> _What is needed_
Reproduce all of the material below verbatim, line for line, and leave out the pictures.
--- begin Supplied records ---
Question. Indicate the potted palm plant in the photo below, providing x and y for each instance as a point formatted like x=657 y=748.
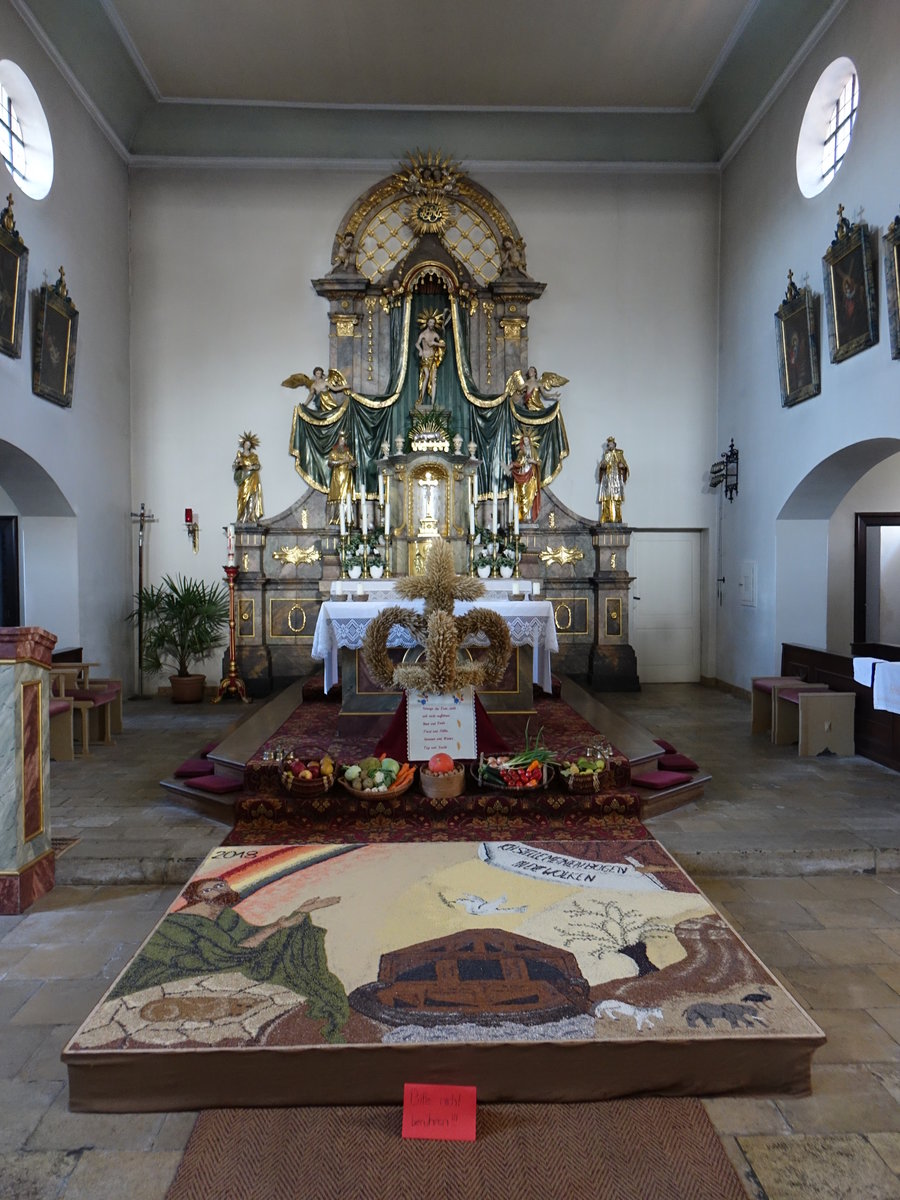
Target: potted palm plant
x=184 y=622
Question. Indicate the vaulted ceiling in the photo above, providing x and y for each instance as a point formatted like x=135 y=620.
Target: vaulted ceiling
x=509 y=81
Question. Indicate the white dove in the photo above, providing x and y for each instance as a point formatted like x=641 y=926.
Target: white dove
x=478 y=907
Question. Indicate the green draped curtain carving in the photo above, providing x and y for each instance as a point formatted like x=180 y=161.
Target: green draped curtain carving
x=367 y=421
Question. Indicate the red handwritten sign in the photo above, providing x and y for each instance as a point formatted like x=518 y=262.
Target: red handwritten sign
x=439 y=1110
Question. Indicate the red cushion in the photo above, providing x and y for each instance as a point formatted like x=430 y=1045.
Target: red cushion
x=192 y=767
x=660 y=779
x=676 y=762
x=219 y=784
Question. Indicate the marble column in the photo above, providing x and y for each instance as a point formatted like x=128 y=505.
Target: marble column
x=27 y=863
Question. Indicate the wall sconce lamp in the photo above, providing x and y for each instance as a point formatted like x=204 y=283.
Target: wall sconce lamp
x=725 y=471
x=193 y=529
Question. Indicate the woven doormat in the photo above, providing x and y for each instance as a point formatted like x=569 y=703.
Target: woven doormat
x=645 y=1149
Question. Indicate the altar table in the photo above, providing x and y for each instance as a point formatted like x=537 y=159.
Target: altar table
x=343 y=623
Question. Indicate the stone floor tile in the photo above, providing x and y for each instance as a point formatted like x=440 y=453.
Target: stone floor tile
x=100 y=1174
x=40 y=1176
x=847 y=947
x=59 y=1001
x=845 y=1099
x=840 y=987
x=888 y=1146
x=60 y=1129
x=825 y=1168
x=855 y=1037
x=745 y=1114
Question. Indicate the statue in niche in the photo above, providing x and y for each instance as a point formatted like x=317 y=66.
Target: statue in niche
x=322 y=388
x=613 y=477
x=245 y=469
x=340 y=489
x=529 y=390
x=430 y=347
x=526 y=474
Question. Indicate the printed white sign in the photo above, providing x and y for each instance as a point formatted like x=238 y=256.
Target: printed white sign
x=441 y=724
x=580 y=873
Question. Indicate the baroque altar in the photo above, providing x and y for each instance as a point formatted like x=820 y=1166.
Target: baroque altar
x=429 y=423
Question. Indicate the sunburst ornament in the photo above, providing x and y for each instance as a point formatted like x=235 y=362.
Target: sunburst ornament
x=429 y=213
x=439 y=631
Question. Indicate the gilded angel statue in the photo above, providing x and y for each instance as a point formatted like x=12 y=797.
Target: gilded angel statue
x=529 y=391
x=322 y=397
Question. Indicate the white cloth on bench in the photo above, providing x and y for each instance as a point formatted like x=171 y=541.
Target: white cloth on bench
x=864 y=670
x=886 y=687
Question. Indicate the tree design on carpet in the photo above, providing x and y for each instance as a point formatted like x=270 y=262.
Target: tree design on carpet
x=609 y=928
x=439 y=631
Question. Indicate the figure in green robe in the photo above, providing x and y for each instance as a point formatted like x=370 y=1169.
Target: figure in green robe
x=207 y=935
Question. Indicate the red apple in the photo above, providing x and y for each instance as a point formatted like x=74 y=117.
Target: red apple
x=441 y=763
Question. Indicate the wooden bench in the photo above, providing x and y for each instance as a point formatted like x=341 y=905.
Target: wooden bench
x=71 y=682
x=817 y=720
x=763 y=695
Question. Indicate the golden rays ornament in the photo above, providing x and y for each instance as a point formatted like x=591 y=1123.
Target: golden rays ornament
x=439 y=631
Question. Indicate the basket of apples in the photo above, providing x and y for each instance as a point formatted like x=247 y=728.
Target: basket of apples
x=442 y=777
x=307 y=777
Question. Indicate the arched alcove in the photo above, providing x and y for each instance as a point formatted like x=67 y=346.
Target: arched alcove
x=814 y=545
x=47 y=545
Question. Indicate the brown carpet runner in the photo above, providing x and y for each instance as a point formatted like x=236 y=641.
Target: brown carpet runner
x=645 y=1149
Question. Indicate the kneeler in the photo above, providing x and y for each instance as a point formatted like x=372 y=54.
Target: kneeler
x=394 y=739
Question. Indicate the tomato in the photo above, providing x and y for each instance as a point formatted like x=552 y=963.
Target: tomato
x=441 y=763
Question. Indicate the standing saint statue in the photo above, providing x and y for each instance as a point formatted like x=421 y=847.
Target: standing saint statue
x=430 y=347
x=246 y=475
x=340 y=489
x=526 y=474
x=613 y=477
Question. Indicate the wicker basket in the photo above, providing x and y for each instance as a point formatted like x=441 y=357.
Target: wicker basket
x=369 y=792
x=438 y=786
x=297 y=786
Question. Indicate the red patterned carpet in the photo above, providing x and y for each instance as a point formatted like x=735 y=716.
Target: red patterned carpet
x=267 y=814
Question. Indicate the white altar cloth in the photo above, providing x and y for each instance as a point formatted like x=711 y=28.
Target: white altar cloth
x=343 y=623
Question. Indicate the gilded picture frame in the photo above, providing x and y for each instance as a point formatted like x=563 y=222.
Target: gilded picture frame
x=13 y=283
x=55 y=340
x=797 y=336
x=850 y=291
x=892 y=282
--- end Supplied records ---
> _Expected output_
Question. Indicate the potted palm plant in the photo below, providing x and y for each instance as a point formatted like x=657 y=748.
Target: potted palm plant
x=184 y=622
Question. Indicate the vaulted ceiling in the photo above, providing x and y for each instance as a point formatted like x=135 y=620.
Target: vaulted ceiling
x=509 y=81
Question. Indicate the white dove in the photo above, providing x and y for each instance as a point formatted like x=641 y=926.
Target: white dove
x=478 y=907
Question. Indicate the green draped curtain carving in the photo above, providing x and y for each instance as a point formatted like x=180 y=161.
Target: green draped curtain carving
x=367 y=421
Question. Indicate the red handwritten sign in the photo above, providing x and y for each instance as a point formatted like x=518 y=262.
Target: red handwritten sign
x=439 y=1110
Question. Indicate the red cushion in the photo above, providing x and y for each instance as a point formatted like x=430 y=1045.
Target: red cushion
x=192 y=767
x=660 y=779
x=676 y=762
x=219 y=784
Question. Indicate the marble column in the photo above, providing x and y for each instance as a point formatted like x=128 y=505.
Target: marble column
x=27 y=863
Question. Indicate the wall sconce lamp in the photo above, providing x and y for each instance as a point formatted like x=204 y=283.
Target: wall sconce lamp
x=725 y=471
x=193 y=529
Question. Indicate the woven doormat in the photo above, providing x and y for each instance as a point formatted like x=569 y=703.
Target: woven doormat
x=645 y=1149
Question. Indicate the altar table in the photo above, providing x and y for each instance as a point formatted like x=537 y=159.
Target: altar table
x=343 y=623
Question. Indicate the stone floor tile in the photo above, providing x and y for each instance as a point formatted like x=440 y=453.
Target: stone floor tile
x=100 y=1174
x=40 y=1176
x=847 y=947
x=59 y=1001
x=845 y=1099
x=840 y=987
x=888 y=1146
x=60 y=1129
x=825 y=1168
x=855 y=1037
x=745 y=1114
Question. Indicate the statue in niche in the photo above, providing x and y for each instance as a point formatted like x=317 y=66.
Target: statue in niche
x=322 y=388
x=613 y=477
x=245 y=469
x=340 y=489
x=529 y=390
x=430 y=347
x=526 y=474
Question. Indicate the printed white sign in the photo above, providing x and y for each instance as a point formatted like x=238 y=256.
Target: printed white sign
x=441 y=724
x=580 y=873
Question. Indicate the baroque altar in the photo above, providing x and y for each instance as a point formatted like x=820 y=1166.
Target: baroque altar
x=429 y=423
Question. Indicate the sunburst ornament in the photo above, providing x and y for each instance as a point formatted like x=235 y=362.
Target: sunburst ornament
x=429 y=213
x=439 y=631
Question. Indicate the gilded angel statue in the photo above, providing x and y for each instance as a point formatted like x=12 y=797.
Target: gilded angel statue
x=529 y=391
x=322 y=397
Question. Indicate the white cloth on bench in the photo above, providing x and y for each instance as a point formatted like x=171 y=541.
Target: white cloth on bench
x=864 y=670
x=886 y=687
Question. Indicate the tree design on carpet in the photo above, providing x and y for each instance as a point formatted like x=270 y=262.
Target: tree design on carpet
x=609 y=928
x=439 y=631
Question. Indicate the figure in green robe in the photo above, providing x and y for each instance as a point formatted like x=370 y=1169.
Target: figure in green robe
x=207 y=935
Question. Indicate the red apple in the photo above, providing x and y for each instance as a point formatted like x=74 y=117.
Target: red apple
x=441 y=763
Question. Indicate the wooden bench in the photo above, providing x and y for each instance as a point formatted like x=341 y=905.
Target: wooden bench
x=71 y=682
x=817 y=720
x=763 y=695
Question. Indicate the golden rays ornament in the photo above, providing x and y for each instance as a point formatted like x=591 y=1123.
Target: golden rays ornament
x=439 y=631
Question. Indicate the basket of apples in the photo above, providing x and y for each instance as a point formatted like x=247 y=728.
Target: basket of apples
x=442 y=777
x=307 y=777
Question. Indicate the arched alcove in the photo above, providing x and y for each instance as a point formatted like x=67 y=346.
Target: arched alcove
x=814 y=545
x=47 y=545
Question. Indicate the brown carpet runner in the photo above, providing x and y for each instance as a point formatted like x=236 y=641.
Target: brown carpet runner
x=645 y=1149
Question. Indicate the kneeler in the photo above, providing x and y for each instance as a point formatted like x=372 y=54.
Target: kneeler
x=394 y=739
Question. Indicate the tomato in the photo above, providing x and y for each instance as a point formatted like x=552 y=963.
Target: tomato
x=441 y=763
Question. Indicate the standing saint statue in the photo above, providing x and y for each instance as a point formatted like x=421 y=847.
Target: standing saint statue
x=430 y=347
x=246 y=475
x=340 y=489
x=526 y=474
x=613 y=477
Question. Indicate the wicker basket in the photo above, providing x and y for each instance as a point formatted like x=441 y=357.
Target: wicker basket
x=369 y=792
x=438 y=786
x=297 y=786
Question. Indicate the red patterned carpet in the photo above, providing x and y for each instance as a point formatted like x=735 y=716.
Target: red patterned carpet
x=267 y=814
Question. Indicate the white altar cloth in the photo above, providing x and y for each instance as a point formatted like x=711 y=28.
Target: white altar cloth
x=343 y=623
Question. Indicate the gilded picture frame in the photo above, providing x and y for each instance as a point formatted like x=563 y=222.
Target: gilded picture frame
x=13 y=283
x=55 y=340
x=797 y=336
x=850 y=291
x=892 y=282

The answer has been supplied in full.